Records drawn from a dataset:
┄┄┄┄┄┄┄┄┄┄

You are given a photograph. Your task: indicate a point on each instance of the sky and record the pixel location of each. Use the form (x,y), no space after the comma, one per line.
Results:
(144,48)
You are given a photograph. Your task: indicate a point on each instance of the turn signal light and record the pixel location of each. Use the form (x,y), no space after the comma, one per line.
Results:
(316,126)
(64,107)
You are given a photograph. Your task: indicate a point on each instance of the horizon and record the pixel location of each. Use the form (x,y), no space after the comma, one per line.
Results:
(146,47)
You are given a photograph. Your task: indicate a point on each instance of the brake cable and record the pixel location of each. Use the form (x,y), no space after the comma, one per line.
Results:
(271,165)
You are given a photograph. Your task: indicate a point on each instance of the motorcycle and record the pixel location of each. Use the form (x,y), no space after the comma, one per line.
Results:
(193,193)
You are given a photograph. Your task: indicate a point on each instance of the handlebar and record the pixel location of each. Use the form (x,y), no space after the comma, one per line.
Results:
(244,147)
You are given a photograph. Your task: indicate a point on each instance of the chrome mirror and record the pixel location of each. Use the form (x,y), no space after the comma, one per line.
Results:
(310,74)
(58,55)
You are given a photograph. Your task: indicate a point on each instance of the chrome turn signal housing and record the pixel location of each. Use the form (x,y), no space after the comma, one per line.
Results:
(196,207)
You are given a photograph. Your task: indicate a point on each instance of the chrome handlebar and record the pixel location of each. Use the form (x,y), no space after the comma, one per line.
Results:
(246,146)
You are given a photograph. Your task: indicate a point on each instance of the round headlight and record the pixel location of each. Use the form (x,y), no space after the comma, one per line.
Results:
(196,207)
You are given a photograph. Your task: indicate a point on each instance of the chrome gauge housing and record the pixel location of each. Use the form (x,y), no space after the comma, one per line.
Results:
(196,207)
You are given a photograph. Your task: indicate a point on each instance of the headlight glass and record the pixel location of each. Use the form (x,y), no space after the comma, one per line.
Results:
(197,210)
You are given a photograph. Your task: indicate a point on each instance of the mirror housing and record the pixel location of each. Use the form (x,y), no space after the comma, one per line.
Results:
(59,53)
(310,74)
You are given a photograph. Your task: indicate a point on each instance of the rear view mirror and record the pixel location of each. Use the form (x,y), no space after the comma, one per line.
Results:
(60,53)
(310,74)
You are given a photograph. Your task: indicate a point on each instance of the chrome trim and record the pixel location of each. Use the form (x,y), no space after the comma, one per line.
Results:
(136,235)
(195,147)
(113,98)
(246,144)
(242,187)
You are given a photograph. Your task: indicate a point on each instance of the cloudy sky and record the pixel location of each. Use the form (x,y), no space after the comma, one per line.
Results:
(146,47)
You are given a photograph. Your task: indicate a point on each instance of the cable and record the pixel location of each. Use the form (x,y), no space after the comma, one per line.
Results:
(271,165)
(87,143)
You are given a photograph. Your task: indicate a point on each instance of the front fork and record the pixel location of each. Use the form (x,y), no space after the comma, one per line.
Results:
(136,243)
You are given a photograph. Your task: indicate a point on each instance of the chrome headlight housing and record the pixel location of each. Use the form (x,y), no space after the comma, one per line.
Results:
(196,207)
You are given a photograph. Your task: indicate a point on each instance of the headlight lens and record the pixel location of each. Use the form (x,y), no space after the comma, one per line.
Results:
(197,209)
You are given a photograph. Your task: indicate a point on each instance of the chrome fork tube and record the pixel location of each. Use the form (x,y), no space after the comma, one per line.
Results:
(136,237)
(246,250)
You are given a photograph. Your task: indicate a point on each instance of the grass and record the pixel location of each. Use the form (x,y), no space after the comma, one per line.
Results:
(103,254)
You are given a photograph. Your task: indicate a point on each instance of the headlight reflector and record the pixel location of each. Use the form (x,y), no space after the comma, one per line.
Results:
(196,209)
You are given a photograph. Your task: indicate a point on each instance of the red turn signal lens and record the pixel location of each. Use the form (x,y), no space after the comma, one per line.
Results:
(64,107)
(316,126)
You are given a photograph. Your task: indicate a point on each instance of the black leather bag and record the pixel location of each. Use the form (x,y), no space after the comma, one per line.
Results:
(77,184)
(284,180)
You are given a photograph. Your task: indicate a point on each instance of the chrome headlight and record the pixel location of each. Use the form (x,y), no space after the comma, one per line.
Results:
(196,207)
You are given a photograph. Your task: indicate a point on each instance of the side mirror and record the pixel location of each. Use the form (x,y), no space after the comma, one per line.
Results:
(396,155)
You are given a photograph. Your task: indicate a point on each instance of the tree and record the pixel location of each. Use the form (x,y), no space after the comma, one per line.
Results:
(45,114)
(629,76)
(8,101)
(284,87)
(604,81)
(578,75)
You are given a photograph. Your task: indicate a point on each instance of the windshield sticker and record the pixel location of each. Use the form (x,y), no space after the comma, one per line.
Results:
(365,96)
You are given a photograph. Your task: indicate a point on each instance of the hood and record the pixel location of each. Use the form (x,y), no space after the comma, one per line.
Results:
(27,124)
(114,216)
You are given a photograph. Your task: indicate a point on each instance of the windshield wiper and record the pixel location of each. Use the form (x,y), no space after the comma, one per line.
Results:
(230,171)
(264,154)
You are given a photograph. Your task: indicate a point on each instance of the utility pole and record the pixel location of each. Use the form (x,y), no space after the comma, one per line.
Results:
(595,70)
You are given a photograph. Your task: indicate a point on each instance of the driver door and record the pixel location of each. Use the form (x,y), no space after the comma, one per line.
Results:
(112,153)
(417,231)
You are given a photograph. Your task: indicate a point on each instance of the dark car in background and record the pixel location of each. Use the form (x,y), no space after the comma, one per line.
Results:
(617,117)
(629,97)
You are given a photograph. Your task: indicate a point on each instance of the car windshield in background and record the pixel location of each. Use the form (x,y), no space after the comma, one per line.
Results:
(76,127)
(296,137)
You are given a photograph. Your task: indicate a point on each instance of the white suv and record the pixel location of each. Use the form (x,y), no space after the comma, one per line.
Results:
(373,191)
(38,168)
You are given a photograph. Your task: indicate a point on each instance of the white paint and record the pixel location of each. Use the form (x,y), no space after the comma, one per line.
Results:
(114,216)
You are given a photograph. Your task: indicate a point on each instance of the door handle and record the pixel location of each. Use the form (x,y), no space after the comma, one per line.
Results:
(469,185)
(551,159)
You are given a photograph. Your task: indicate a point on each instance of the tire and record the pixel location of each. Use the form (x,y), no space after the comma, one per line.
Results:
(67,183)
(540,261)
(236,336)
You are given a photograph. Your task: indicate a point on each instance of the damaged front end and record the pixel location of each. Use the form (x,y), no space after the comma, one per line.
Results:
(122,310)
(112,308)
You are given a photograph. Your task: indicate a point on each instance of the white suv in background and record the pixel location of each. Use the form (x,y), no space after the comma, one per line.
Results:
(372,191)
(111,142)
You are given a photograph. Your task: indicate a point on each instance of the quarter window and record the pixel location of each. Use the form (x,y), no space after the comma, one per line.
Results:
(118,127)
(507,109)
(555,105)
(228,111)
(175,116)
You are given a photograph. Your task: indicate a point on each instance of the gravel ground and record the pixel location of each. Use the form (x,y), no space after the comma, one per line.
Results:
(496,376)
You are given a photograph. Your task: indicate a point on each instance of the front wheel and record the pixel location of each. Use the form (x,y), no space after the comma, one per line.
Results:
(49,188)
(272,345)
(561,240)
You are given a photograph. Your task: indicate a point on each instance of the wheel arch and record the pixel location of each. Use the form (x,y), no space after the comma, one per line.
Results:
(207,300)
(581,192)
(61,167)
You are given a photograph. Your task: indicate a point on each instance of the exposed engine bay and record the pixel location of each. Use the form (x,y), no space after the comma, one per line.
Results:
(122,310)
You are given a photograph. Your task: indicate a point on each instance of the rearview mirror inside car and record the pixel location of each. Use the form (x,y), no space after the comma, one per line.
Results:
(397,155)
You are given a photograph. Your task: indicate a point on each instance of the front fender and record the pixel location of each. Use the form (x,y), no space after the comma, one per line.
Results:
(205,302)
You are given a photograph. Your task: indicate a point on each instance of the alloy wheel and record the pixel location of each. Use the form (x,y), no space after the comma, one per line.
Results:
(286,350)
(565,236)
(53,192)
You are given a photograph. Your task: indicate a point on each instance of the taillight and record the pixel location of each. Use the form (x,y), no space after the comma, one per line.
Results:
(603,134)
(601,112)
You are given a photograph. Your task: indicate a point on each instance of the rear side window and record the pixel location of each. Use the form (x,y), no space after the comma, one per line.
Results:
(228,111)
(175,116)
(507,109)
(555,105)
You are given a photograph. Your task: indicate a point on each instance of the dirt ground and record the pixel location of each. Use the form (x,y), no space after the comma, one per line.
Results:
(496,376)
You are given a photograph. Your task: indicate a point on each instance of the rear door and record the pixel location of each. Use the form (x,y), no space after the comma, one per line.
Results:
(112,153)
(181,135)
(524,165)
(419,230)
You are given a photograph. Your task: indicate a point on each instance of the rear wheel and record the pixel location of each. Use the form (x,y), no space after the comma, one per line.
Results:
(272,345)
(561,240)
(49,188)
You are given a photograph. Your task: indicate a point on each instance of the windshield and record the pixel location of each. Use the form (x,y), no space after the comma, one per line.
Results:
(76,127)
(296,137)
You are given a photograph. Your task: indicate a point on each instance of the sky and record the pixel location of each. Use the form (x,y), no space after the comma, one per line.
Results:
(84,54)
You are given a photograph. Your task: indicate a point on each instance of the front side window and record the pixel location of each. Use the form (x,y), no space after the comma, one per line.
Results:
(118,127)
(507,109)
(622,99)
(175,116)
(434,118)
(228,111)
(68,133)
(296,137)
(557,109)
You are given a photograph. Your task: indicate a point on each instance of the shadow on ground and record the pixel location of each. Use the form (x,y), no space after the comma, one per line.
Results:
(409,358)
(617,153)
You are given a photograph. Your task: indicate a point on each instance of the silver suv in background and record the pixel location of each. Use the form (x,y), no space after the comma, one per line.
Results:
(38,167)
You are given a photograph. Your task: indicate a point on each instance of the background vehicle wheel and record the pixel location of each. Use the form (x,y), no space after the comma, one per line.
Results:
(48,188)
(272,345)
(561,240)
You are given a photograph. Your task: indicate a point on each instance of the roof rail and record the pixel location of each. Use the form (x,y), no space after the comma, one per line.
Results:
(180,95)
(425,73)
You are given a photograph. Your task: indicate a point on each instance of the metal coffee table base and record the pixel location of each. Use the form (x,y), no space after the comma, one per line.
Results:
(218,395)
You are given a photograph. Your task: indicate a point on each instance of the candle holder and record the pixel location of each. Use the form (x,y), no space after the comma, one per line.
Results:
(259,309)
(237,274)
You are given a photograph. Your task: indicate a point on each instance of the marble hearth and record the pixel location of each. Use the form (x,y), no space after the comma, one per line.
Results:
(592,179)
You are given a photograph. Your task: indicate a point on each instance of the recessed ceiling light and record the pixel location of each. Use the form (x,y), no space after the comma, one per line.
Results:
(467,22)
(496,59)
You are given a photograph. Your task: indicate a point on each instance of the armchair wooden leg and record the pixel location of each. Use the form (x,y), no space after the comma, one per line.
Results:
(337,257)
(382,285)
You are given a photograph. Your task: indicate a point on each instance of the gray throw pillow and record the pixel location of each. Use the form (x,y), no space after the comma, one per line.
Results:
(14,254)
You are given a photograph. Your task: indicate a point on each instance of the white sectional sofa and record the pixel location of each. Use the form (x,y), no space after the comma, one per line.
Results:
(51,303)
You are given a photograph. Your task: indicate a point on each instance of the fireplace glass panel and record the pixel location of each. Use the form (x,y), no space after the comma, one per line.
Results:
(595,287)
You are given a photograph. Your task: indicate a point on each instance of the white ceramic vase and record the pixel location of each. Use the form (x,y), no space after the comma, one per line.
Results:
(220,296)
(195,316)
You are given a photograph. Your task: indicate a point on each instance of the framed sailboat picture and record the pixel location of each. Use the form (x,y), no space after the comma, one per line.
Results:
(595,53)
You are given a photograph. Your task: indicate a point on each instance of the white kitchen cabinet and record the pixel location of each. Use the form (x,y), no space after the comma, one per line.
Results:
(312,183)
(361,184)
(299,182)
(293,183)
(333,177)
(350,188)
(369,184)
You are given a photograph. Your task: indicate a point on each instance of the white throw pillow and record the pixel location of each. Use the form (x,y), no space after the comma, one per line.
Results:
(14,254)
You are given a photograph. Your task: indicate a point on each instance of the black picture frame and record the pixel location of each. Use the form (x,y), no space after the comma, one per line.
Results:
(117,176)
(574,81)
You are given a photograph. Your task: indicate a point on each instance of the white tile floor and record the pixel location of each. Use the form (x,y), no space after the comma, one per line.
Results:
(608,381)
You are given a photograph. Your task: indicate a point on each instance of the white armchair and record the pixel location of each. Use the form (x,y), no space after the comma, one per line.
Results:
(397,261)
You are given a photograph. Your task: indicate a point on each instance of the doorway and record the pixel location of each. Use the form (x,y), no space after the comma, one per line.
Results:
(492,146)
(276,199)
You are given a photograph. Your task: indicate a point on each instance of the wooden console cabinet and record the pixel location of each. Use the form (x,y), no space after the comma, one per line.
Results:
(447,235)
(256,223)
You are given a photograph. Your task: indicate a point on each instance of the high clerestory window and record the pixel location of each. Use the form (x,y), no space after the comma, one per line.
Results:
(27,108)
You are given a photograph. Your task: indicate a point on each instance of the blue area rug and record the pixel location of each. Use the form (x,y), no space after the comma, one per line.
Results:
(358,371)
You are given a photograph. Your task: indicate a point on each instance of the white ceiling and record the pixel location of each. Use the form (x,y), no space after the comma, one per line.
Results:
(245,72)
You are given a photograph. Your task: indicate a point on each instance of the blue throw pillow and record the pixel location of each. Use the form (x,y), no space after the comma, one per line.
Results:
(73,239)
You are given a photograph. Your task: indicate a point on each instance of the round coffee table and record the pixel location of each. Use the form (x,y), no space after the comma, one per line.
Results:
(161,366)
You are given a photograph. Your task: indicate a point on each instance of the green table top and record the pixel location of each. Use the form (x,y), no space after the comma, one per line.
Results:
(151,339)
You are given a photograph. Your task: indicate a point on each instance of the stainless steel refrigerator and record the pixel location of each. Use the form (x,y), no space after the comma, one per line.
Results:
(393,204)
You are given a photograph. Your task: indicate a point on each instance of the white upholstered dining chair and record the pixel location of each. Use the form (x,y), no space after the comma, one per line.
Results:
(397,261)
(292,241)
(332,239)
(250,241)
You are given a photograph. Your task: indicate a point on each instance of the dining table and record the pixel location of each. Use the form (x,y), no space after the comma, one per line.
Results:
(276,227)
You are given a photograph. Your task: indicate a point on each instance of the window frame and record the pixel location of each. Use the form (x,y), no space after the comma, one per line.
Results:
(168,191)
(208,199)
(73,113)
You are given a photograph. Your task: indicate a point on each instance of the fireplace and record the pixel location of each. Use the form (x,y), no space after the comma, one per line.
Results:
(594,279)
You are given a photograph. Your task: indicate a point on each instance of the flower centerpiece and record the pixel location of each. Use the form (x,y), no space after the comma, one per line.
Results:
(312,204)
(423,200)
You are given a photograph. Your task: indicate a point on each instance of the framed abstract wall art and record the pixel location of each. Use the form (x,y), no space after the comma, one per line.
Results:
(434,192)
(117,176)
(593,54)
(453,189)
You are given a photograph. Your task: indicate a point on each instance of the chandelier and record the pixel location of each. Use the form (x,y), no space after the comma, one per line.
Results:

┄┄┄┄┄┄┄┄┄┄

## What you are asked to do
From the records above, return each line that has the string "glass".

## Written response
You are given a photograph. Your task: indicate a point on each instance of the headlight glass and record the pixel location of each. Use the form (x,y), no space after the comma, one per line.
You are given a photograph. Your task: indicate a point on each instance of the fireplace glass panel and record the pixel location of each. Use the form (x,y), no space after the comma, one per line.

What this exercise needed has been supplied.